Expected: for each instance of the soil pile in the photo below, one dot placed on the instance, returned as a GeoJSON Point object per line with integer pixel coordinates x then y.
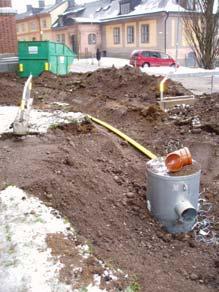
{"type": "Point", "coordinates": [204, 115]}
{"type": "Point", "coordinates": [99, 182]}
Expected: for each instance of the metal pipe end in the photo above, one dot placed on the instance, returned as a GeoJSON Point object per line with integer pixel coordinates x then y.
{"type": "Point", "coordinates": [186, 211]}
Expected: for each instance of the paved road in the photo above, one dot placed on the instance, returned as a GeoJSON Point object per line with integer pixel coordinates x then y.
{"type": "Point", "coordinates": [200, 85]}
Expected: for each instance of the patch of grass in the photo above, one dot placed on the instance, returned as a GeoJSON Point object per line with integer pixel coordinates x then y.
{"type": "Point", "coordinates": [134, 287]}
{"type": "Point", "coordinates": [90, 247]}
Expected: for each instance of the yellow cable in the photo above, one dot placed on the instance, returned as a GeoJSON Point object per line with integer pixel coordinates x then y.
{"type": "Point", "coordinates": [125, 137]}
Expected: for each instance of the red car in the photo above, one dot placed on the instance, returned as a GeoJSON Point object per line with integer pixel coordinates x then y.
{"type": "Point", "coordinates": [143, 58]}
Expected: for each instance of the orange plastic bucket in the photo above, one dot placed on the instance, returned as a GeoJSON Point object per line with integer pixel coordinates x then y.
{"type": "Point", "coordinates": [176, 160]}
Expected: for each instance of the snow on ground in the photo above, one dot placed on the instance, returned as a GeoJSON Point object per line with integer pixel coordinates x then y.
{"type": "Point", "coordinates": [39, 121]}
{"type": "Point", "coordinates": [26, 262]}
{"type": "Point", "coordinates": [91, 64]}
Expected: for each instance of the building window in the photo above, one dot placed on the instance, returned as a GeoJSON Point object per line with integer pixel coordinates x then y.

> **Requirement**
Repeat the listing above exactly, with no pictures.

> **Finished exercise**
Expected: for each instance of the soil pile in the photo below, one dot placed on the instance, returned as a GeoJSON Point object per line with integer pixel coordinates x then y.
{"type": "Point", "coordinates": [204, 115]}
{"type": "Point", "coordinates": [99, 182]}
Expected: for each instance of the metal pipe end in the photo above, one dot placed on the instance, returned as a GeoJSON Point object per line with integer pixel coordinates x then y.
{"type": "Point", "coordinates": [186, 211]}
Expected: for each instance of the paved road in the photo above, one dot placed on the instance, returned as a GeoJSON Point object per line with integer pixel coordinates x then y.
{"type": "Point", "coordinates": [200, 85]}
Expected: for each instance of the patch of grass in the photo above, one dot placed on the instance, returned as a GeoJSON Point object per line with integer pixel coordinates x then y.
{"type": "Point", "coordinates": [134, 287]}
{"type": "Point", "coordinates": [90, 247]}
Expected: for each instance of the yellow cable in the photo above, one dot placed on the instance, returned as a GeoJSON Point object per line with integer pixel coordinates x then y.
{"type": "Point", "coordinates": [125, 137]}
Expected: for each instance of the red car in the photo above, one dot placed on the instance, returned as a GeoJSON Point object per line with integer pixel coordinates x then y.
{"type": "Point", "coordinates": [143, 58]}
Expected: for each instance of the orange plastic bucket in the photo above, one dot placed on the instance, returned as a GeoJSON Point object per line with integer pixel coordinates x then y.
{"type": "Point", "coordinates": [176, 160]}
Expected: for each instance of the snow on ground in the photo above, one dot placed on the instance, returned as a GeoJSON Point object per line with integer pixel coordinates x then y.
{"type": "Point", "coordinates": [39, 121]}
{"type": "Point", "coordinates": [26, 262]}
{"type": "Point", "coordinates": [91, 64]}
Expected: for each instance of the building window in the photo above, one dot placed on the instance, returned as a GeoJSON Point object per line with integer pixel coordinates x then y.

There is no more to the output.